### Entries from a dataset
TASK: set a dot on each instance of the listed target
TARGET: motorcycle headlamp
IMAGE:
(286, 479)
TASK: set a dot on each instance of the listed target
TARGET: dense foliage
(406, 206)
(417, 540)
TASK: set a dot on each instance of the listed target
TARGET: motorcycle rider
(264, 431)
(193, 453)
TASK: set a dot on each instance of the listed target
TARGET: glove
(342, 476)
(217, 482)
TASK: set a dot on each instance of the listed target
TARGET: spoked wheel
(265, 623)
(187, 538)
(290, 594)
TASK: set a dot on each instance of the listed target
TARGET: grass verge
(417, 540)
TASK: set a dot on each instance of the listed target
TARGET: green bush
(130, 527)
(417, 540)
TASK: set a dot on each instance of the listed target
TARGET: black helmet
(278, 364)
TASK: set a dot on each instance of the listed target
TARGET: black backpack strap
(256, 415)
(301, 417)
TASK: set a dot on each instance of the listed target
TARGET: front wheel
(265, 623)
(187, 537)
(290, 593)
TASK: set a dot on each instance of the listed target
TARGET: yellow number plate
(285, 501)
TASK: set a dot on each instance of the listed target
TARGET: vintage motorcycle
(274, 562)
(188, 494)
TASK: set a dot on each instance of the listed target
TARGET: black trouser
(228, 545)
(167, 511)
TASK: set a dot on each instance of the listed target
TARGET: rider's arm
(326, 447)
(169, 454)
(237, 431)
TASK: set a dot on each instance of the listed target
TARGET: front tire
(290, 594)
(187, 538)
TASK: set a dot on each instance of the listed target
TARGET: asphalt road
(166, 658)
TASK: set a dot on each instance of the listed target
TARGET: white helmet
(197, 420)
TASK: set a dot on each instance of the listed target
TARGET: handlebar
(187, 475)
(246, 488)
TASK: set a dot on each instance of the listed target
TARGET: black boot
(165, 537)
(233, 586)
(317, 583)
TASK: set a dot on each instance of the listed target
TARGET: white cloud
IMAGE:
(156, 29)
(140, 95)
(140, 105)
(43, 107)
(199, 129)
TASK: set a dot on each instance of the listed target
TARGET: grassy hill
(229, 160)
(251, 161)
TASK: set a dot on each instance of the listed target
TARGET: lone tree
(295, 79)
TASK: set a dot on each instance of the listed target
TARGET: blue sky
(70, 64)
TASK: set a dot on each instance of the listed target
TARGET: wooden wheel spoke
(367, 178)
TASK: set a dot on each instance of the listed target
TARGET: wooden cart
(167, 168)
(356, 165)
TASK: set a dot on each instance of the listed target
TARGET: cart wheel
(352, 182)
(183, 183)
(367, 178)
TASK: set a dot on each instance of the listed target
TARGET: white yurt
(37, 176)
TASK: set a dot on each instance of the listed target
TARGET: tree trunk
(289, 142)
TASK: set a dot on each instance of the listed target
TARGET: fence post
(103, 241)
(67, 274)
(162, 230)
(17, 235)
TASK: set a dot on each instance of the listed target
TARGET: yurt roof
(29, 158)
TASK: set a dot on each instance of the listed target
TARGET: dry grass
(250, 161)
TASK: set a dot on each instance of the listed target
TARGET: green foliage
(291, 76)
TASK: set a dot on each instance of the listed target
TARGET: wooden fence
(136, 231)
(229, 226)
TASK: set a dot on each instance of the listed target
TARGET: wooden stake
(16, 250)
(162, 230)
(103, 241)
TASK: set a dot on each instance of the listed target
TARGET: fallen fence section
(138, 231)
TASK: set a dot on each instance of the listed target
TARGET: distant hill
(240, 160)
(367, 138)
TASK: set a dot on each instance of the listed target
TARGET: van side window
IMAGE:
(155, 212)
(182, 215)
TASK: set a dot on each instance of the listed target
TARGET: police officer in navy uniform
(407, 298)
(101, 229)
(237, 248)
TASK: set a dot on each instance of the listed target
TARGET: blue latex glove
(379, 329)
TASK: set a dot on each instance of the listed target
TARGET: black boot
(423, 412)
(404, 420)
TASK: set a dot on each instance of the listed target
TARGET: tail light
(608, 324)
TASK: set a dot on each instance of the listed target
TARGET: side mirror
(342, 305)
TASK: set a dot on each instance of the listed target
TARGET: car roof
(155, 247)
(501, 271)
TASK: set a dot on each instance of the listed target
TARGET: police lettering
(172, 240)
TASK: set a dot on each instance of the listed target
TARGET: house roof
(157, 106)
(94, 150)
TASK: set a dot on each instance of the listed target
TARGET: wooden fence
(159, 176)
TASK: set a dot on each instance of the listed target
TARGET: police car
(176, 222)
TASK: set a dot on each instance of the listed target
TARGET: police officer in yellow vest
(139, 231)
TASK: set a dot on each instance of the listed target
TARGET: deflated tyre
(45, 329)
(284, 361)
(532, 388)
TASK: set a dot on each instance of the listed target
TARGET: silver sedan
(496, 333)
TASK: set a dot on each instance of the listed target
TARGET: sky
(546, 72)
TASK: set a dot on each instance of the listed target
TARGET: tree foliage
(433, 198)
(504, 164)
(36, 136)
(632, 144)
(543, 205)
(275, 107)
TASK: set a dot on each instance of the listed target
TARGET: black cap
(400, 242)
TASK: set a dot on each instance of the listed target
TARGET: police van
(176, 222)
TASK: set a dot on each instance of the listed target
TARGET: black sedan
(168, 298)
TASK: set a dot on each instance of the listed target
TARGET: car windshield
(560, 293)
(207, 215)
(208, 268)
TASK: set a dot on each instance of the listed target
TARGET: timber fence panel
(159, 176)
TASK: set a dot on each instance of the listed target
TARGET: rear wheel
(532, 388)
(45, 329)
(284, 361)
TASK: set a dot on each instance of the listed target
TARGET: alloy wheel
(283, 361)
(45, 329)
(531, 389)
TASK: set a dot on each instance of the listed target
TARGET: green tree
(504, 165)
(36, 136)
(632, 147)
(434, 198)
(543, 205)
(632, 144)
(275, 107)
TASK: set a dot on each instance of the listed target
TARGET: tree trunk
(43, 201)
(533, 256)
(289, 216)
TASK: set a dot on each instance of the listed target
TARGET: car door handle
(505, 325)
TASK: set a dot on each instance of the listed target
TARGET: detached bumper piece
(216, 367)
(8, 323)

### OBJECTIVE
Count the lines in the entries above that contain the string "cart", treating uppercase and lowercase as different. Reply with the number alone.

### WRITTEN ANSWER
2